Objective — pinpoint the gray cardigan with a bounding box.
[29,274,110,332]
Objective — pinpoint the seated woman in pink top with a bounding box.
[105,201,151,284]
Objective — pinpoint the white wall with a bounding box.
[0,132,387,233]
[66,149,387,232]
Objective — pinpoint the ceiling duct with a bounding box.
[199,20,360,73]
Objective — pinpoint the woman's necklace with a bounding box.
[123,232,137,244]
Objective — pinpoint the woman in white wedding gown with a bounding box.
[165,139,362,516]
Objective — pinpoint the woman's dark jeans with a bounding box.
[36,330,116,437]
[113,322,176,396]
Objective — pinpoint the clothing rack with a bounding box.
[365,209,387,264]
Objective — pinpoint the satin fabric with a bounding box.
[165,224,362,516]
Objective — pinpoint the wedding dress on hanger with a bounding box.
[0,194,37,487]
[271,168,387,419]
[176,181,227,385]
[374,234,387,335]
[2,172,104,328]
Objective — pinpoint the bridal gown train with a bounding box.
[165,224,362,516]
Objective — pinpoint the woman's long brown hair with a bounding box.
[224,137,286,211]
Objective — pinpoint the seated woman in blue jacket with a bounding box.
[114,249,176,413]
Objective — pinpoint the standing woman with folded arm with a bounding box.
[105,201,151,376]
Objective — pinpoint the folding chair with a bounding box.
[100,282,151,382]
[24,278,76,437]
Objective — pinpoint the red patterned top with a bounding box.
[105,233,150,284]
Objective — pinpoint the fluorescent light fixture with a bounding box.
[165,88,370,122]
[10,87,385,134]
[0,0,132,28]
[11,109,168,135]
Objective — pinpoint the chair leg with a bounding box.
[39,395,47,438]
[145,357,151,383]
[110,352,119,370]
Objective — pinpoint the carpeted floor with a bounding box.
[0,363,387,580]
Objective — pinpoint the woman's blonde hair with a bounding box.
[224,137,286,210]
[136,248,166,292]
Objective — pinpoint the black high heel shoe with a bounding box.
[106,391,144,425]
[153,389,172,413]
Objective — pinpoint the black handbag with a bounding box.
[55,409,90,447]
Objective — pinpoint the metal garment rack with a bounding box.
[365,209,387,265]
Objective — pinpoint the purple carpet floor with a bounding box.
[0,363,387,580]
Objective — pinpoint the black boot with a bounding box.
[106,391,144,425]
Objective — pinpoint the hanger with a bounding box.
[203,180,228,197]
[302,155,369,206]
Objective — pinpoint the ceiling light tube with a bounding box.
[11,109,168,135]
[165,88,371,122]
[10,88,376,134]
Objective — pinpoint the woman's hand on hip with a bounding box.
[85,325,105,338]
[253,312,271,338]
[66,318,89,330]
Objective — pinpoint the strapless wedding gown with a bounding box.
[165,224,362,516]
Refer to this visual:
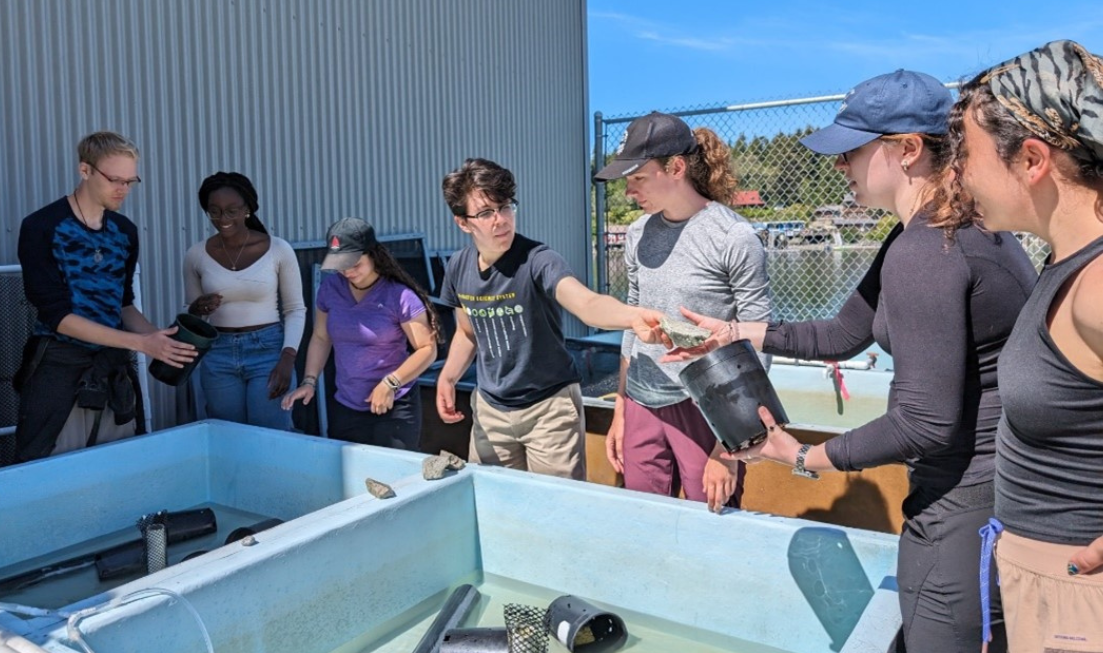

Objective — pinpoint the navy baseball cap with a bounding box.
[322,217,376,272]
[801,69,954,154]
[593,111,697,181]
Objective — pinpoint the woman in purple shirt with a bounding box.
[283,217,440,451]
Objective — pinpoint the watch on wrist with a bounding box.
[793,445,820,481]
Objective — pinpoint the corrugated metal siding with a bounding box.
[0,0,589,427]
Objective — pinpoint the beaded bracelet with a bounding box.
[728,320,742,344]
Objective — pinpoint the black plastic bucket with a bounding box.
[149,313,218,385]
[548,595,628,653]
[678,340,789,452]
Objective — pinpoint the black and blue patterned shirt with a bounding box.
[19,197,138,349]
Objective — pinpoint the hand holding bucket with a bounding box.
[678,340,789,452]
[149,313,218,386]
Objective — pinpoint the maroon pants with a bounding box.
[624,397,746,507]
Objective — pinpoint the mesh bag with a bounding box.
[504,603,548,653]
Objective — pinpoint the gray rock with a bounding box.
[421,451,467,481]
[658,318,713,349]
[364,479,395,499]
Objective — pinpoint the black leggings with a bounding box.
[328,386,421,451]
[896,481,1007,653]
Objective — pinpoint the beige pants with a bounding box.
[996,531,1103,653]
[469,383,586,481]
[50,406,138,456]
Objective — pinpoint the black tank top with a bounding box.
[996,238,1103,545]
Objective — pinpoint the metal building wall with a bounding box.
[0,0,590,427]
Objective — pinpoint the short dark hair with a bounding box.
[440,159,517,215]
[200,171,268,234]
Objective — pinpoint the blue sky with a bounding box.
[588,0,1103,117]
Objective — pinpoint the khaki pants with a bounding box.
[996,531,1103,653]
[470,383,586,481]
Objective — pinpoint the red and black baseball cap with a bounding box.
[322,217,376,272]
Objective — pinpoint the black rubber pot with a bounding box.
[678,340,789,452]
[548,595,628,653]
[149,313,218,385]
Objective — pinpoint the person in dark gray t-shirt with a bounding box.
[437,159,663,480]
[666,71,1037,653]
[950,41,1103,651]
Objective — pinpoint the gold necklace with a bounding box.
[218,234,249,272]
[73,191,104,263]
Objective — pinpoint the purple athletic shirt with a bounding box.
[315,275,425,410]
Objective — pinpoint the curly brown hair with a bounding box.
[949,71,1103,209]
[657,127,739,204]
[440,159,517,216]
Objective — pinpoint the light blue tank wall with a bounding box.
[0,0,589,426]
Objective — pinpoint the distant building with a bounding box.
[731,191,765,208]
[812,193,880,231]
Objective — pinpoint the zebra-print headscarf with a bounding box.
[981,41,1103,163]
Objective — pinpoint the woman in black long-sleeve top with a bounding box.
[675,71,1037,653]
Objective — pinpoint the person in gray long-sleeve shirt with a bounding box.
[597,113,770,511]
[672,71,1037,653]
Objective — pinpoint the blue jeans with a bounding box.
[200,324,295,430]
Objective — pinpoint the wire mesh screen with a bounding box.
[0,267,35,465]
[595,95,1047,321]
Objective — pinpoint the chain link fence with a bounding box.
[593,94,1047,321]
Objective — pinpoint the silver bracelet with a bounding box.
[793,445,820,481]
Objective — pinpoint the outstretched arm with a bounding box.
[555,277,666,343]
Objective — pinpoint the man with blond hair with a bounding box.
[15,131,195,462]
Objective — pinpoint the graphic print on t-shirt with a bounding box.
[458,292,528,358]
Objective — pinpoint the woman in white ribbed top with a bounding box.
[184,172,307,430]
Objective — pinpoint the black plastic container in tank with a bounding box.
[548,595,628,653]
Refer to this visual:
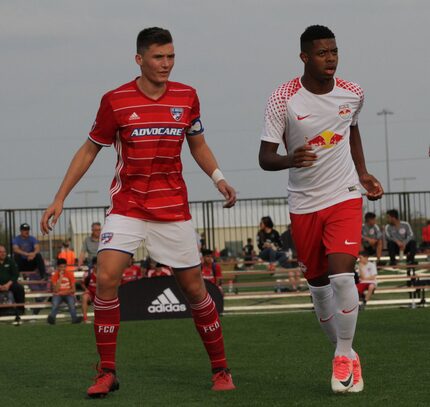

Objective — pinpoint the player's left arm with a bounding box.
[349,125,384,201]
[187,133,236,208]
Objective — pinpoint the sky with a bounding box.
[0,0,430,209]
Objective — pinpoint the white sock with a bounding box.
[308,284,337,346]
[329,273,359,359]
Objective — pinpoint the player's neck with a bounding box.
[136,75,167,99]
[301,72,334,95]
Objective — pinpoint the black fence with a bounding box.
[0,192,430,261]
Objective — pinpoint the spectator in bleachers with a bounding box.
[242,237,256,269]
[12,223,46,279]
[47,259,82,325]
[356,251,378,306]
[421,220,430,254]
[146,257,173,277]
[257,216,289,271]
[57,240,76,271]
[78,222,102,267]
[202,249,222,286]
[361,212,382,265]
[81,257,97,324]
[385,209,417,266]
[0,245,25,318]
[121,256,143,284]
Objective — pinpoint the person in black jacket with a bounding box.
[257,216,288,270]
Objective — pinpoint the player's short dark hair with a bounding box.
[57,258,67,266]
[364,212,376,221]
[300,25,336,51]
[261,216,273,229]
[387,209,399,219]
[136,27,173,54]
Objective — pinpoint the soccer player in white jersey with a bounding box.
[259,25,383,393]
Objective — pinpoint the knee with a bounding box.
[97,269,121,289]
[182,281,206,303]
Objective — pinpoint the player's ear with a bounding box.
[300,52,309,64]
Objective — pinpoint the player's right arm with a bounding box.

■ ■ ■ ■ ■

EXERCISE BRIEF
Find every line in the items above that contains the word "gown" and copy each of those lines in full. Capitalization must match.

FINAL RESULT
Objective — pinpoint the woman in white wedding gown with a bounding box.
Objective — pinpoint the bridal gown train with a bounding box.
Objective — pinpoint the strapless wedding gown with a bounding box.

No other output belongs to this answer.